Beginning at the line that includes "target | front wheel" in the entries below, print each line exactly as it appears, through the last one.

START EXCERPTED DATA

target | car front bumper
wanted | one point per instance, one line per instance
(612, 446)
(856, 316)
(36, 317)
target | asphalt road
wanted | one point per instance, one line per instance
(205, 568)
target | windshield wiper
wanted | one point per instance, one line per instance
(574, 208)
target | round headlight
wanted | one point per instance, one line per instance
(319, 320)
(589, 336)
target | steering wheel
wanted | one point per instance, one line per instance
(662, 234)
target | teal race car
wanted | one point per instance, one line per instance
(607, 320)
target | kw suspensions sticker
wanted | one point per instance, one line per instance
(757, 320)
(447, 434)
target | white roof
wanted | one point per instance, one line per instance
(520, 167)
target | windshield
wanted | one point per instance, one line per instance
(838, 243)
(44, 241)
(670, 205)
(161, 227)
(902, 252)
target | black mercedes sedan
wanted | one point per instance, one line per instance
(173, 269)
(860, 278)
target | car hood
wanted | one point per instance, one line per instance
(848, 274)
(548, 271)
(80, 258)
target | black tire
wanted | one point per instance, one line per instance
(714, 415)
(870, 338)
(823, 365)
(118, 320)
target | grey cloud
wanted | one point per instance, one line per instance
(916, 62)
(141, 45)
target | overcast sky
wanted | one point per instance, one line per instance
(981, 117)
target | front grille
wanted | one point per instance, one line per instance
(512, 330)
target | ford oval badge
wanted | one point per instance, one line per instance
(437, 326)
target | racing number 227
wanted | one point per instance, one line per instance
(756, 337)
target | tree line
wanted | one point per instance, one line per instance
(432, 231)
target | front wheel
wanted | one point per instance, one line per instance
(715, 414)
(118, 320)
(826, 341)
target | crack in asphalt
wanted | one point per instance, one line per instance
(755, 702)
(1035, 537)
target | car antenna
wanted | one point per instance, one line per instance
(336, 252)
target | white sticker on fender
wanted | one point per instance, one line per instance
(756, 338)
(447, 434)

END EXCERPTED DATA

▶ [WRITTEN ANSWER]:
target | front wheel
wanted | one point per instance, one line per instance
(715, 414)
(118, 320)
(826, 341)
target | crack in asphalt
wanted | one point per instance, one line per instance
(755, 702)
(1035, 537)
target | car antenna
wanted | one point per instance, one line per instance
(336, 252)
target | white sticker on fender
wanted | one point per instance, one line per instance
(756, 338)
(447, 434)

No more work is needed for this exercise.